[Opening The data section]
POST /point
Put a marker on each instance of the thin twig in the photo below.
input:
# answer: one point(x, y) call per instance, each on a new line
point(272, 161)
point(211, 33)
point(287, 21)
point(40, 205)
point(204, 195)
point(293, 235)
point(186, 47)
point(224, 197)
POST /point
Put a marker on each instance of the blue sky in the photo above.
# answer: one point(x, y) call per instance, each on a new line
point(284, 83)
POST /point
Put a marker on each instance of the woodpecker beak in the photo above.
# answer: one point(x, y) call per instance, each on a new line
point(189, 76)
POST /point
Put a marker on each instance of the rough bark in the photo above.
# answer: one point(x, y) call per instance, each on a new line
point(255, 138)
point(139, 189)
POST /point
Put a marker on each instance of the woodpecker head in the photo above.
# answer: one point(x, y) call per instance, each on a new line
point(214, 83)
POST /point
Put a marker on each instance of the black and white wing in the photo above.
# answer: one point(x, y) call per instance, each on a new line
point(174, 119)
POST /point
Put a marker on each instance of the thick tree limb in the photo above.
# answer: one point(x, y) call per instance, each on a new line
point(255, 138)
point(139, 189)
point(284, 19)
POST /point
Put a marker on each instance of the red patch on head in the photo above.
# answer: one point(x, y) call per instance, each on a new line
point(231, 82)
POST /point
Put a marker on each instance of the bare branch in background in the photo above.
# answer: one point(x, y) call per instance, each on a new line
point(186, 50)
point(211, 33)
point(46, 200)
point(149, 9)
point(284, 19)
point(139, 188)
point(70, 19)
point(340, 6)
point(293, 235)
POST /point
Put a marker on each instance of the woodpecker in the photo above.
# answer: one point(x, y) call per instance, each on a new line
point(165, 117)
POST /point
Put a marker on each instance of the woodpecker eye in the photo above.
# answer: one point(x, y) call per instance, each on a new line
[Closing The data section]
Write the data from above out again, exactly.

POST /point
Put a marker on each instance of the thin twig in the photo below.
input:
# answer: one point(x, y) call per instance, each on a new line
point(272, 161)
point(211, 33)
point(287, 21)
point(40, 205)
point(204, 195)
point(293, 235)
point(186, 47)
point(224, 197)
POST /point
Put a marker on each instance of the blue sky in the photo above.
# answer: one point(x, y) call per instance, each on a new line
point(284, 83)
POST /point
Put a marker on each instance of the woodpecker beak in the photo above.
# answer: one point(x, y) call per instance, each on a new line
point(189, 76)
POST /point
Put a marker on each instance of the rough bark in the photo above.
# answer: one point(x, y) call per instance, each on a new line
point(255, 138)
point(139, 189)
POST /point
Put a marker on each instance of the woodpecker head in the photo above.
# answer: one point(x, y) call per instance, each on a new line
point(214, 83)
POST /point
Put a marker on each instance of the black and white wing in the photo above.
# answer: one point(x, y) call per instance, each on a new line
point(174, 119)
POST /point
Put a marker on each instance of the thick tree limb in the photo above.
# answer: one point(x, y) call per instance, each on a new line
point(255, 138)
point(139, 189)
point(284, 19)
POST /point
Put a marker on each instance of the red patch on head in the photo above.
# answer: one point(x, y) call per instance, each on a new line
point(231, 82)
POST /point
Put a marker on each instance of the bare branch in background in the photo above.
# answer: one point(x, y) call per instance, each on a new line
point(186, 50)
point(211, 33)
point(46, 200)
point(149, 9)
point(284, 19)
point(139, 188)
point(70, 19)
point(340, 6)
point(293, 235)
POST /point
Put a marker on each instance of the woodpecker in the photo above.
# answer: one point(x, y) call per instance, each on a new line
point(165, 117)
POST /point
Put a marker on each instance of the woodpecker eye in the photo above.
# answer: one point(x, y) call per instance, each on a new line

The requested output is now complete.